> **Excerpted text**:
'''
Mr Green’s funeral will be held on Thursday, February 19, at 11.30am at St Mary’s Church, Dover, followed by cremation at Barham at 12.30pm.

Although Mr Green lived in Dover and wrote several books about the history of the town, he was well-known throughout the county.

Among his publications were pictorial histories of Dover, Maidstone and Canterbury. His talks on local history were well received throughout Kent.

Born In Devon, he worked through college away from home to gain an engineering degree. He was homeless and penniless when he met and married his wife Margaret in 1935.

Mr Green's first job was an assistant lecturer but they both volunteered for service when the Second World War arrived.

He spent much of the war in the desert servicing armoured vehicles, but after being badly injured he became a political officer in the Jordan desert.

After the war, Mr Green's working life was spent in education, retiring as Deputy head of Archers Court School in Dover in 1977.

During his career he served for eight years on a committee of the Government's School Council and was elected national president of his professional organisation.

He was a member of several professional bodies and was an associate member of the Institute of British Engineers. For his Open University BA he read medieval history, the history of art and architecture and the English industrial revolution.

It was after the war that Mr and Mrs Green began collecting photographs and data which now includes some 45,000 colour slides, more than 50,000 black and white negatives and many volumes of information.

They recorded on film and typescript every town and village, every castle and parish church, most of the great buildings, rivers and natural phenomena in Kent.

This collection provided the material for 10 of their 20 books on the history of Dover and Kent. The Book of the Cinque Ports has become a standard work.

Mr Green's 23rd book, Dover and the Monarchy from Conquest to Revolution 1066-1688 was published by the Dover Society in 2001.

Over the years, Mr Green gave more than 300 lectures and published some 700 articles.
'''
> **What is asked**:
[A] Name the subjects Mr Green studied for his Open University BA, according to the obituary.
[B] According to the obituary, in what year did Mr Green retire as deputy head of Archers Court School?
[C] Reproduce the part of the obituary starting at the words "After the war, Mr" and stopping after "volumes of information.".
The records that come next have no connection to the obituary.

[Excerpts of pointing data]
'''
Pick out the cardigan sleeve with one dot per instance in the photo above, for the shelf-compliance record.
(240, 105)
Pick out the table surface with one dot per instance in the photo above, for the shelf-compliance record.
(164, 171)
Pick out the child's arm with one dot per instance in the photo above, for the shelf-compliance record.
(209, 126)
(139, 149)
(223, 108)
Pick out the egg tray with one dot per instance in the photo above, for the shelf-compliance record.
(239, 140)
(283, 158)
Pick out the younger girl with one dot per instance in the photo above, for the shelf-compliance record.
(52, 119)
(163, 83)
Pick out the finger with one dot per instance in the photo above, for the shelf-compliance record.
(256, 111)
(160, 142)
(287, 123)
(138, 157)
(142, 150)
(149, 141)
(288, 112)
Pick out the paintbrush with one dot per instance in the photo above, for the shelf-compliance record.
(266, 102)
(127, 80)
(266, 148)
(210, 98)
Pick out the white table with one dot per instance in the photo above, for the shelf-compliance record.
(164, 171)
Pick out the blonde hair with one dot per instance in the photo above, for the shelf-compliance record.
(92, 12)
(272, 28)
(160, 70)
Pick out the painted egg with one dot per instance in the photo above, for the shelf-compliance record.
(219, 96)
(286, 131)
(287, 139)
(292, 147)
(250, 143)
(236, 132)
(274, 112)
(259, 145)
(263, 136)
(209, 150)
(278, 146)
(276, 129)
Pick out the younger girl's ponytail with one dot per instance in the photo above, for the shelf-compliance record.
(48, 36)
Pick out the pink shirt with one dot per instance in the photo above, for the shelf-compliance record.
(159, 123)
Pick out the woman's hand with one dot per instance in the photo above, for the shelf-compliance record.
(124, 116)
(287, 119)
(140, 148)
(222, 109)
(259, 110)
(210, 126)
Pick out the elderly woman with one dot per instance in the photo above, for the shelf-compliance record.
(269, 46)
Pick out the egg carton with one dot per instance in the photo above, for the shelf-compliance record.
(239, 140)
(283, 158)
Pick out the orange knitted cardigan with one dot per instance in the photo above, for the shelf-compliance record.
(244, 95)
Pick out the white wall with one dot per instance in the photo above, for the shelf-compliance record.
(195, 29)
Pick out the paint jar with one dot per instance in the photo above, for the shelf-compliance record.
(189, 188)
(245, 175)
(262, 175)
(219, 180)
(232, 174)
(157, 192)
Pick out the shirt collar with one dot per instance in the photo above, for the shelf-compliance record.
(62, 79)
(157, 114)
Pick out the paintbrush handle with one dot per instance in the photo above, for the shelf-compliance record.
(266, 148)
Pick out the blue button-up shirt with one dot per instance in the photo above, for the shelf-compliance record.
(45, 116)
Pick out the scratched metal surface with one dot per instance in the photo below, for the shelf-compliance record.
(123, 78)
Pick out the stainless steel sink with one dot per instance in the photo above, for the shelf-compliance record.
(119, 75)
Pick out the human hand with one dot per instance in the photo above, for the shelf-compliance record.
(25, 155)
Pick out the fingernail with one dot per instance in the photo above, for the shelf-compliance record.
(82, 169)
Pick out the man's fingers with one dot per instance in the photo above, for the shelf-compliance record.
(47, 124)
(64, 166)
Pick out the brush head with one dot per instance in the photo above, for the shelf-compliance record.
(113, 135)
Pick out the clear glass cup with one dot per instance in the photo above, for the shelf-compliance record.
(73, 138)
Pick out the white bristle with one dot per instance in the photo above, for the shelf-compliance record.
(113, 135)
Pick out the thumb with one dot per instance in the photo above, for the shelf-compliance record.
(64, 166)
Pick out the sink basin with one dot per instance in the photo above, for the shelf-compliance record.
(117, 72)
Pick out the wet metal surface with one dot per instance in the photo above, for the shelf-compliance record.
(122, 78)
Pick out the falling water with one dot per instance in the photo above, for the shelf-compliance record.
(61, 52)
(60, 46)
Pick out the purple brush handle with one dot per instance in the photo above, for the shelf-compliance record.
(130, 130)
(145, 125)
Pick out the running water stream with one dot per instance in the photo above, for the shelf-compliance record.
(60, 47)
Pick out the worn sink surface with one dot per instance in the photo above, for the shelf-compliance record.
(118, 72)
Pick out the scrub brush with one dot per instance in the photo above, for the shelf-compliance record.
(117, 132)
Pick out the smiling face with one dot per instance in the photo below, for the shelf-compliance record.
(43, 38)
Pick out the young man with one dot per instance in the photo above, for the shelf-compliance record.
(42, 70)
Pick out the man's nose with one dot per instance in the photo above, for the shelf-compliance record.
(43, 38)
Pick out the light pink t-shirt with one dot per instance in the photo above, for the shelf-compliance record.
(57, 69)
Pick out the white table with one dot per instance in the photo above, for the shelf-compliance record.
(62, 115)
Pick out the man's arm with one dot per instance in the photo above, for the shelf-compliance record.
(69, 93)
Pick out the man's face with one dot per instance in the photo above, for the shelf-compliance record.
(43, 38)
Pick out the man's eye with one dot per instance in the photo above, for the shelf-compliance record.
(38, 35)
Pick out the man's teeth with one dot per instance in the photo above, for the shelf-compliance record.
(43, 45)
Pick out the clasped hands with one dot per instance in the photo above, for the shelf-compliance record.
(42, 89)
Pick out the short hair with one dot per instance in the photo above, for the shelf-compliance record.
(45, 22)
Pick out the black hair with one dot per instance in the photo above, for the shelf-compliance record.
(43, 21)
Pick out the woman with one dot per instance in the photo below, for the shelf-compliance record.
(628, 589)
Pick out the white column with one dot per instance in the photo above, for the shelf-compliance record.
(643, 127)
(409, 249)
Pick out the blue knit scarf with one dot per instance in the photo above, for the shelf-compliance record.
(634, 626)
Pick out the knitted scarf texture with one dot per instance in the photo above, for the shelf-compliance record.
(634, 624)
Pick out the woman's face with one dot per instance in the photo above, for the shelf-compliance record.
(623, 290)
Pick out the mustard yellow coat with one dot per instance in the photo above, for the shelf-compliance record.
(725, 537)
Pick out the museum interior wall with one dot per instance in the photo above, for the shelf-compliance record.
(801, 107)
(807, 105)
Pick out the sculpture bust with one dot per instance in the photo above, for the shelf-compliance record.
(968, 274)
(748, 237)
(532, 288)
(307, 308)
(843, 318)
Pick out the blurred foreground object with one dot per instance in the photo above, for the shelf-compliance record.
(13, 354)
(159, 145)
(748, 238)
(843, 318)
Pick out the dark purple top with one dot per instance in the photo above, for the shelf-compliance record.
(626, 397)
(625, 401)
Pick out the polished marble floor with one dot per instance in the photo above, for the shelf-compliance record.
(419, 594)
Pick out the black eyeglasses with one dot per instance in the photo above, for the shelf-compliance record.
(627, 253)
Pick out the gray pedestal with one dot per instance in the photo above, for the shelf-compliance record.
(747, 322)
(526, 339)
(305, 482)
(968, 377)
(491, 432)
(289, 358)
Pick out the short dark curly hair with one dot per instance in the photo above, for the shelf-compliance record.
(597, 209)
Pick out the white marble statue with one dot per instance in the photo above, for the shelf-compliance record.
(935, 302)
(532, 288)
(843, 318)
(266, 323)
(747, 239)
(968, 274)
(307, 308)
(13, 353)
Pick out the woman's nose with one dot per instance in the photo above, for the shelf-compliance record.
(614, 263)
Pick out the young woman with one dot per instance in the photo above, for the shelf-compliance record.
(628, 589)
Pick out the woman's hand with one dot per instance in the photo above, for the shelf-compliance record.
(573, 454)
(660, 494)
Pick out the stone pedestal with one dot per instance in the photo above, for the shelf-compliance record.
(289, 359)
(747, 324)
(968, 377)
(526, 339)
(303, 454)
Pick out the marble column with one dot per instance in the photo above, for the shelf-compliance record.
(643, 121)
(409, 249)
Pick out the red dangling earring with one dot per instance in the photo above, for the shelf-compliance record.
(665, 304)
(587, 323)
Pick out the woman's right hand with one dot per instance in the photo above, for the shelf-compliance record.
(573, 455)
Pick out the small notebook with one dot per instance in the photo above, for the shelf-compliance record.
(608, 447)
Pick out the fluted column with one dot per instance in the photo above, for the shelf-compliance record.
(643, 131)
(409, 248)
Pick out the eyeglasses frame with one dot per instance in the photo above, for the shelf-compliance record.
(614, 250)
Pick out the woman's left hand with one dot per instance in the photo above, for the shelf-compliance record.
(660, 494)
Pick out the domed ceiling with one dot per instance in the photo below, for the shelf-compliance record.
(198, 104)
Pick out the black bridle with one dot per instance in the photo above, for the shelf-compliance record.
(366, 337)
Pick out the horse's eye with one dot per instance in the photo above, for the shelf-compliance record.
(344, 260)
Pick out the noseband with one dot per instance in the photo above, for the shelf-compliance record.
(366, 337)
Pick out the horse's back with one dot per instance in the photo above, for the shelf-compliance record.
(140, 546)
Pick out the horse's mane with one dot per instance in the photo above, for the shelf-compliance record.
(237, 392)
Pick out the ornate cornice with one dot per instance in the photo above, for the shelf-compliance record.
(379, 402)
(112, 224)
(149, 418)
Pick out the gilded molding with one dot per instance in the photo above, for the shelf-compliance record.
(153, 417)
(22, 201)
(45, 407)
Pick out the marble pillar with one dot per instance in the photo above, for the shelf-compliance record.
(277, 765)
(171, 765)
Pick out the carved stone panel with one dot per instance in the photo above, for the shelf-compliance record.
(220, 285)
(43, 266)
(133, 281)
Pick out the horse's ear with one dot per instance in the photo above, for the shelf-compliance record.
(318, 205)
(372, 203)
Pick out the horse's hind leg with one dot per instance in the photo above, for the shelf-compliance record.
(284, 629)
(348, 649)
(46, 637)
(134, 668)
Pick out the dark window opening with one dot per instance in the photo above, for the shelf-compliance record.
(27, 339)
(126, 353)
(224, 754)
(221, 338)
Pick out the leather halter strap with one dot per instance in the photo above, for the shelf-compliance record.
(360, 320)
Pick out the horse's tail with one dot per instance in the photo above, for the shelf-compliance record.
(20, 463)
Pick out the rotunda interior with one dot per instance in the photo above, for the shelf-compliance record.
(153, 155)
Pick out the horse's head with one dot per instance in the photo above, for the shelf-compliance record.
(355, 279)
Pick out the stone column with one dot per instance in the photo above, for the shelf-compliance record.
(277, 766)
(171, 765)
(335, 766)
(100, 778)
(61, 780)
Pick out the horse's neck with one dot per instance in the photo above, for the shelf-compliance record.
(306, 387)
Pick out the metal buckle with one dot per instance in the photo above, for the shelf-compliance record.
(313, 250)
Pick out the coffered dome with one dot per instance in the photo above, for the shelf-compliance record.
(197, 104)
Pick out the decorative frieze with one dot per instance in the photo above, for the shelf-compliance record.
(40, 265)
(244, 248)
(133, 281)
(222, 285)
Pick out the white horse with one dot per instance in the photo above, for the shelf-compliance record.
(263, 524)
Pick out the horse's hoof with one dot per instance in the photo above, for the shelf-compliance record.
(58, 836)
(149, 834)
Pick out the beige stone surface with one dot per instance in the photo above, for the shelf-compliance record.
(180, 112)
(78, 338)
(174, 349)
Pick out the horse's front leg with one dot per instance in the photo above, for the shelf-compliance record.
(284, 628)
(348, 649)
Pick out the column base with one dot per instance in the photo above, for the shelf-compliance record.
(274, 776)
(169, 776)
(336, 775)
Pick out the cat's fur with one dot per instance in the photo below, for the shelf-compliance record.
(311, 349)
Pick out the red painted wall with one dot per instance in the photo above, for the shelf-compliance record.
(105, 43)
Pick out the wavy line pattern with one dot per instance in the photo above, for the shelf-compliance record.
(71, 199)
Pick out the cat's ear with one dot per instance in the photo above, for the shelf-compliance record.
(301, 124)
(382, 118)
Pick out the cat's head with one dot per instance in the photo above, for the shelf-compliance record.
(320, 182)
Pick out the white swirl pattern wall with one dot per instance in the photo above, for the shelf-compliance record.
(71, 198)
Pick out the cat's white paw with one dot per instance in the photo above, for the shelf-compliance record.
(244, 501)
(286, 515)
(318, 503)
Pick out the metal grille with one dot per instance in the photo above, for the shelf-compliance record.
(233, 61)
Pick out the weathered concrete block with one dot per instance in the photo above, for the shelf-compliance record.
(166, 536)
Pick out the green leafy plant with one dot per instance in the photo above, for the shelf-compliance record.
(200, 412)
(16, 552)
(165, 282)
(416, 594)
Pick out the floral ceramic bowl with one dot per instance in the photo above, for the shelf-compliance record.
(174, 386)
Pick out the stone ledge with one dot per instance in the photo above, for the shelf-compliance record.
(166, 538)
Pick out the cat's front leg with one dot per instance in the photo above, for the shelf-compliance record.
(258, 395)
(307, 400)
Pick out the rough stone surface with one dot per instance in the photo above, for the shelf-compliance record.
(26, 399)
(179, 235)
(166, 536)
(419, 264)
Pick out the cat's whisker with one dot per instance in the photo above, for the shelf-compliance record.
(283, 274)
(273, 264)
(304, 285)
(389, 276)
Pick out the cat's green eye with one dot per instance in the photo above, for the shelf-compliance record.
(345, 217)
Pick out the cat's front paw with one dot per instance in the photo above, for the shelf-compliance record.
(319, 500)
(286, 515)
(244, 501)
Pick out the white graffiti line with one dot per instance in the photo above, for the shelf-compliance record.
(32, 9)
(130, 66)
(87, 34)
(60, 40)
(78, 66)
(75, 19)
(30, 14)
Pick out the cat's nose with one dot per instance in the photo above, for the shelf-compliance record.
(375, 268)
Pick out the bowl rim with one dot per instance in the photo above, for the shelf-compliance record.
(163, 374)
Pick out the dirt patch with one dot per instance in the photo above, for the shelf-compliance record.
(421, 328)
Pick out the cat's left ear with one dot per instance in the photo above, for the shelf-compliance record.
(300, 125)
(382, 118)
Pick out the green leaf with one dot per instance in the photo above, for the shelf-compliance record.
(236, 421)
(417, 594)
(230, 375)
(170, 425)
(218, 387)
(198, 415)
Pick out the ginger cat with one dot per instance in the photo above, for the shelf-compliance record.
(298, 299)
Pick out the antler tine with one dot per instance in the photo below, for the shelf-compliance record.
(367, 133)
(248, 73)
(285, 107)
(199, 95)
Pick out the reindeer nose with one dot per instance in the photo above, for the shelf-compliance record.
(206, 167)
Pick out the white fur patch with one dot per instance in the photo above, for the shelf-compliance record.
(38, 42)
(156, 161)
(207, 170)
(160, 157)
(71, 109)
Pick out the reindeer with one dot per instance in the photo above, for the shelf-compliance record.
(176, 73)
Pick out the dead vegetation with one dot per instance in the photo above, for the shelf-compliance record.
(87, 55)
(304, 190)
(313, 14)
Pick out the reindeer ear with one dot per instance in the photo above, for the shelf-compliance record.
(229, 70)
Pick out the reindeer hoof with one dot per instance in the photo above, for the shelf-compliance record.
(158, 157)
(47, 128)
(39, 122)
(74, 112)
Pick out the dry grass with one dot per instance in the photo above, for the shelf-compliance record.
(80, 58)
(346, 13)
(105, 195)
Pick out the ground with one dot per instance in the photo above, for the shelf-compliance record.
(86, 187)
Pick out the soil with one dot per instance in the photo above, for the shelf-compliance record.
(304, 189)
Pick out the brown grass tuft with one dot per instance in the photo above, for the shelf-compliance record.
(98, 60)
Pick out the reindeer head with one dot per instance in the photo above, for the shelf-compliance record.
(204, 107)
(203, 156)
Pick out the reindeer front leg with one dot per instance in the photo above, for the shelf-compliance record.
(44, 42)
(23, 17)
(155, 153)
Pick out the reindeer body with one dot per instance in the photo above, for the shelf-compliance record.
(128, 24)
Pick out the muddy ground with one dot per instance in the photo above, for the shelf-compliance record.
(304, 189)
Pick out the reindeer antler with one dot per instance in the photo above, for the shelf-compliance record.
'''
> **Results**:
[A]
- medieval history
- the history of art and architecture
- the English industrial revolution

[B] 1977

[C]
After the war, Mr Green's working life was spent in education, retiring as Deputy head of Archers Court School in Dover in 1977.

During his career he served for eight years on a committee of the Government's School Council and was elected national president of his professional organisation.

He was a member of several professional bodies and was an associate member of the Institute of British Engineers. For his Open University BA he read medieval history, the history of art and architecture and the English industrial revolution.

It was after the war that Mr and Mrs Green began collecting photographs and data which now includes some 45,000 colour slides, more than 50,000 black and white negatives and many volumes of information.